▶ _Instructions to follow_
Determine how many lines of the material hold the string "calm" and reply with only that number.

▶ _Recorded information_
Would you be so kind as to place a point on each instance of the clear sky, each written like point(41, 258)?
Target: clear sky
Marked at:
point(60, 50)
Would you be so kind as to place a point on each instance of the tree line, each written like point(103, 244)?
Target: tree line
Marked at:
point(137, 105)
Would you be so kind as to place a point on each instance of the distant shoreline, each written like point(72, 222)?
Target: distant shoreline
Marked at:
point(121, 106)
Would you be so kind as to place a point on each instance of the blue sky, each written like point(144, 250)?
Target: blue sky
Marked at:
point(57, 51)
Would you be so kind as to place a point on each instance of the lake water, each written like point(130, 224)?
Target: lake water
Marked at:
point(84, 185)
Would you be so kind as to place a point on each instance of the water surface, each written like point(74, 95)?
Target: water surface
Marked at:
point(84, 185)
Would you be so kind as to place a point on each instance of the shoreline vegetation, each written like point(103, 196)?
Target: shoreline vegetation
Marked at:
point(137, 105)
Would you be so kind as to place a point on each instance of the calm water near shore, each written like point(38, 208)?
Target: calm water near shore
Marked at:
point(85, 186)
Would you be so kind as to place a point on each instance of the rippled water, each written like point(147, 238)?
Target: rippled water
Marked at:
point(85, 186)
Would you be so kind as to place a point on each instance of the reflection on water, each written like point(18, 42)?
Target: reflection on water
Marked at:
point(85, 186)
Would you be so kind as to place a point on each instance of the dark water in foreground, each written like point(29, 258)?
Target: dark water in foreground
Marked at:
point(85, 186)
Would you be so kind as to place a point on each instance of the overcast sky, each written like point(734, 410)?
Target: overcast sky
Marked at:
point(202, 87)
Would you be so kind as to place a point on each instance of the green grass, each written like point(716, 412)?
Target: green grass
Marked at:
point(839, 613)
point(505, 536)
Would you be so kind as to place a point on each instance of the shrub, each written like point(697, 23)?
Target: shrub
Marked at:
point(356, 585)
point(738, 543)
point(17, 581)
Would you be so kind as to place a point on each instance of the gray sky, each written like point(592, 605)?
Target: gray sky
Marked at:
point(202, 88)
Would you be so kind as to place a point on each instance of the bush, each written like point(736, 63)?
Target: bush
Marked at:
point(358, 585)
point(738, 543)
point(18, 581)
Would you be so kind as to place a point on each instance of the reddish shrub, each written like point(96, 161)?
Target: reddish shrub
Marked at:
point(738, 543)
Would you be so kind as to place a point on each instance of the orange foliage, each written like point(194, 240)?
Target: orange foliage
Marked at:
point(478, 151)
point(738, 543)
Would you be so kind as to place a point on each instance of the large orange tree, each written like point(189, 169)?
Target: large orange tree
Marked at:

▶ _Solution to the exercise_
2